INSTRUCTION
Format the lines below as a numbered list, leaving out any blank ones.

>> start

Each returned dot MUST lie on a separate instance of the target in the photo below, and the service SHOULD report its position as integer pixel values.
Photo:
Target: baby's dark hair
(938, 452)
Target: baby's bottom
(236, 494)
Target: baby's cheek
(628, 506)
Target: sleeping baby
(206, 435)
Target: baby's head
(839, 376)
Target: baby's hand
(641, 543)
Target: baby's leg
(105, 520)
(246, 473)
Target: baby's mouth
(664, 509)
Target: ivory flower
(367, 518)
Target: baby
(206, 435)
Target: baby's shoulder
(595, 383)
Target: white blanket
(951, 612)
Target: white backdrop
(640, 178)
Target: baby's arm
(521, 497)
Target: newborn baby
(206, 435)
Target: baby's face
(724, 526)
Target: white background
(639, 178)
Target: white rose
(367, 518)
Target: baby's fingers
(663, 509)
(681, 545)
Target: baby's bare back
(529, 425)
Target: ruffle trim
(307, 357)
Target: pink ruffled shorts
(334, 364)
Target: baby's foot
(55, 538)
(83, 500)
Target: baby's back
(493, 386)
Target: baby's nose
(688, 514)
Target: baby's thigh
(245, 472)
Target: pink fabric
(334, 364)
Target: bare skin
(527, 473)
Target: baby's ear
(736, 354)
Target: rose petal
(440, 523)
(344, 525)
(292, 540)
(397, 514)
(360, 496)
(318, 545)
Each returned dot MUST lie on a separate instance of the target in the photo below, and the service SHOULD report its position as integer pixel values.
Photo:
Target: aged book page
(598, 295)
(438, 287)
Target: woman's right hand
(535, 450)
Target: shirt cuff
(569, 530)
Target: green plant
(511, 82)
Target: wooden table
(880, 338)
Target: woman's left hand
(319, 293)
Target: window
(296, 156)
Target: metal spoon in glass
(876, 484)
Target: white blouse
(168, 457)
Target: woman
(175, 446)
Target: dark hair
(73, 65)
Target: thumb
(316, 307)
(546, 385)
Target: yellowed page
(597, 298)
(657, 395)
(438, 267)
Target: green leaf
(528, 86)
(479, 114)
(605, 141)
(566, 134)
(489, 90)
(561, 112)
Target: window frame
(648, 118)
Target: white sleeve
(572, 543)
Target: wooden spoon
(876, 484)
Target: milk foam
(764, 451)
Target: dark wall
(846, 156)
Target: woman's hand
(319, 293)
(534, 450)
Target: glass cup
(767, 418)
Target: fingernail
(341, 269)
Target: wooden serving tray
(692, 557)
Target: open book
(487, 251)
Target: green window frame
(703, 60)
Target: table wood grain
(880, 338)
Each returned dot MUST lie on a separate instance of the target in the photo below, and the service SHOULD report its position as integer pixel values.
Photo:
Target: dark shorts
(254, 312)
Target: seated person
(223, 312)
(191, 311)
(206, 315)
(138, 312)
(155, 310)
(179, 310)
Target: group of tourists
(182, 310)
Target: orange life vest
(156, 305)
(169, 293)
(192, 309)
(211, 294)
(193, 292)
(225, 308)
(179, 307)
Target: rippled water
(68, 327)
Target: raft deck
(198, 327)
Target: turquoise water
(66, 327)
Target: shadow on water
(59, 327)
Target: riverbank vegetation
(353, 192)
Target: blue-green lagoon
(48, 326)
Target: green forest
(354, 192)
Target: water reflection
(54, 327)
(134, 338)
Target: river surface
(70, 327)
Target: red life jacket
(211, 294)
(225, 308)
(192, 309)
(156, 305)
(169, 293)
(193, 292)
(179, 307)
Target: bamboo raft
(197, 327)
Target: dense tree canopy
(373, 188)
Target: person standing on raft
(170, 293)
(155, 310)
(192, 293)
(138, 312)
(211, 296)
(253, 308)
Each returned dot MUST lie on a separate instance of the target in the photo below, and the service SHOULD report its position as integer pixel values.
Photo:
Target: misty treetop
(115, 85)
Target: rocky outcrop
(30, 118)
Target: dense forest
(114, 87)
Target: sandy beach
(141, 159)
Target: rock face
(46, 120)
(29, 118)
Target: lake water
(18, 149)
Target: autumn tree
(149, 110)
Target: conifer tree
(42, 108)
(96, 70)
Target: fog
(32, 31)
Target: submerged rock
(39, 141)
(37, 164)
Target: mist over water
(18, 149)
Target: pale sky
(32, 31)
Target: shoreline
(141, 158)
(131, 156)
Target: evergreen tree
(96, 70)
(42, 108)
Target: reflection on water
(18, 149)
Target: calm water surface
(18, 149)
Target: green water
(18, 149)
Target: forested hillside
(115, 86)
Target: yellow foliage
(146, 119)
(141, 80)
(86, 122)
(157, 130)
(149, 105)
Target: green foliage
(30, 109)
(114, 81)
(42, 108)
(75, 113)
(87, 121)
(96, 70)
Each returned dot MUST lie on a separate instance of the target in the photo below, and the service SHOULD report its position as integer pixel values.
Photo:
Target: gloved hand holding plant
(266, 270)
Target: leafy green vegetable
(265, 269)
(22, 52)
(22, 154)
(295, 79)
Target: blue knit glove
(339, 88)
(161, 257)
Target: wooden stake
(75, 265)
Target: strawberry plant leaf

>> end

COMPLETE RESPONSE
1. Each returned dot MUST lie on a separate instance of the target in the photo below, and the service SHOULD report its position as integer pixel values.
2. Photo:
3. Target: baby's dark hair
4. (938, 452)
5. Target: baby's bottom
6. (236, 494)
7. Target: baby's cheek
8. (628, 506)
9. Target: sleeping baby
10. (206, 435)
11. Target: baby's head
12. (839, 376)
13. Target: baby's hand
14. (641, 543)
15. Target: baby's leg
16. (105, 520)
17. (246, 473)
18. Target: baby's mouth
19. (664, 509)
20. Target: ivory flower
21. (367, 518)
22. Target: baby
23. (206, 435)
24. Target: baby's shoulder
25. (595, 383)
26. Target: white blanket
27. (951, 612)
28. Target: white backdrop
29. (640, 178)
30. Target: baby's arm
31. (521, 497)
32. Target: newborn baby
33. (206, 435)
34. Target: baby's face
35. (724, 526)
36. Target: white background
37. (639, 178)
38. Target: white rose
39. (367, 518)
40. Target: baby's fingers
41. (663, 509)
42. (681, 545)
43. Target: baby's bare back
44. (529, 425)
45. Target: ruffle trim
46. (307, 357)
47. Target: pink ruffled shorts
48. (334, 364)
49. Target: baby's foot
50. (55, 538)
51. (83, 500)
52. Target: baby's back
53. (493, 386)
54. Target: baby's nose
55. (688, 514)
56. Target: baby's thigh
57. (245, 472)
58. Target: pink fabric
59. (334, 364)
60. Target: bare skin
61. (527, 473)
62. Target: baby's ear
63. (736, 354)
64. Target: rose petal
65. (440, 523)
66. (344, 525)
67. (292, 540)
68. (397, 514)
69. (360, 496)
70. (318, 545)
71. Each returned dot MUST lie on a separate instance of the target in the photo below, and the service SHOULD report its position as integer pixel values.
72. Photo:
73. Target: aged book page
74. (598, 295)
75. (438, 287)
76. Target: woman's right hand
77. (535, 450)
78. Target: shirt cuff
79. (569, 530)
80. Target: green plant
81. (511, 82)
82. Target: wooden table
83. (880, 338)
84. Target: woman's left hand
85. (319, 293)
86. Target: window
87. (296, 156)
88. Target: metal spoon in glass
89. (876, 484)
90. Target: white blouse
91. (168, 457)
92. Target: woman
93. (175, 446)
94. Target: dark hair
95. (73, 65)
96. Target: thumb
97. (316, 307)
98. (546, 385)
99. Target: yellowed page
100. (597, 298)
101. (657, 395)
102. (438, 267)
103. Target: green leaf
104. (528, 86)
105. (479, 114)
106. (605, 141)
107. (566, 134)
108. (489, 90)
109. (561, 112)
110. Target: window frame
111. (648, 118)
112. Target: white sleeve
113. (572, 543)
114. Target: wooden spoon
115. (876, 484)
116. Target: milk foam
117. (764, 451)
118. Target: dark wall
119. (846, 156)
120. Target: woman's hand
121. (319, 293)
122. (534, 450)
123. Target: glass cup
124. (767, 418)
125. Target: fingernail
126. (341, 269)
127. Target: wooden serving tray
128. (692, 557)
129. Target: open book
130. (487, 251)
131. Target: green window frame
132. (703, 60)
133. Target: table wood grain
134. (880, 338)
135. Each returned dot MUST lie on a separate instance of the target in the photo below, and the service SHOULD report its position as integer pixel values.
136. Photo:
137. Target: dark shorts
138. (254, 312)
139. Target: seated person
140. (223, 312)
141. (191, 311)
142. (206, 315)
143. (138, 312)
144. (155, 310)
145. (179, 310)
146. Target: group of tourists
147. (182, 310)
148. Target: orange life vest
149. (156, 305)
150. (169, 293)
151. (192, 309)
152. (211, 294)
153. (193, 292)
154. (225, 308)
155. (179, 307)
156. Target: rippled water
157. (68, 327)
158. Target: raft deck
159. (198, 327)
160. Target: turquoise water
161. (66, 327)
162. Target: shadow on water
163. (59, 327)
164. Target: riverbank vegetation
165. (353, 192)
166. Target: blue-green lagoon
167. (48, 326)
168. Target: green forest
169. (354, 192)
170. Target: water reflection
171. (54, 327)
172. (134, 338)
173. Target: river surface
174. (70, 327)
175. Target: red life jacket
176. (211, 294)
177. (225, 308)
178. (192, 309)
179. (156, 305)
180. (169, 293)
181. (193, 292)
182. (179, 307)
183. Target: bamboo raft
184. (197, 327)
185. Target: dense tree canopy
186. (373, 188)
187. Target: person standing on raft
188. (170, 293)
189. (155, 310)
190. (192, 293)
191. (138, 312)
192. (211, 296)
193. (253, 308)
194. Each returned dot MUST lie on a separate instance of the target in the photo below, and the service SHOULD report its position as integer pixel values.
195. Photo:
196. Target: misty treetop
197. (115, 85)
198. Target: rocky outcrop
199. (30, 118)
200. Target: dense forest
201. (114, 87)
202. Target: sandy beach
203. (141, 159)
204. Target: rock face
205. (46, 120)
206. (29, 118)
207. Target: lake water
208. (18, 149)
209. Target: autumn tree
210. (149, 110)
211. Target: conifer tree
212. (42, 108)
213. (96, 70)
214. Target: fog
215. (32, 31)
216. Target: submerged rock
217. (39, 141)
218. (37, 164)
219. Target: mist over water
220. (18, 149)
221. Target: pale sky
222. (32, 31)
223. Target: shoreline
224. (141, 158)
225. (131, 156)
226. Target: evergreen tree
227. (96, 70)
228. (42, 108)
229. Target: reflection on water
230. (18, 149)
231. Target: calm water surface
232. (18, 149)
233. Target: green water
234. (18, 149)
235. Target: forested hillside
236. (115, 86)
237. Target: yellow foliage
238. (146, 119)
239. (141, 80)
240. (86, 122)
241. (157, 130)
242. (149, 105)
243. Target: green foliage
244. (30, 109)
245. (114, 81)
246. (42, 108)
247. (75, 113)
248. (87, 121)
249. (96, 70)
250. Each returned dot MUST lie on a separate instance of the target in the photo below, and the service SHOULD report its position as integer pixel values.
251. Photo:
252. Target: gloved hand holding plant
253. (266, 270)
254. Target: leafy green vegetable
255. (265, 269)
256. (22, 52)
257. (22, 154)
258. (295, 79)
259. Target: blue knit glove
260. (339, 88)
261. (161, 257)
262. Target: wooden stake
263. (75, 265)
264. Target: strawberry plant leaf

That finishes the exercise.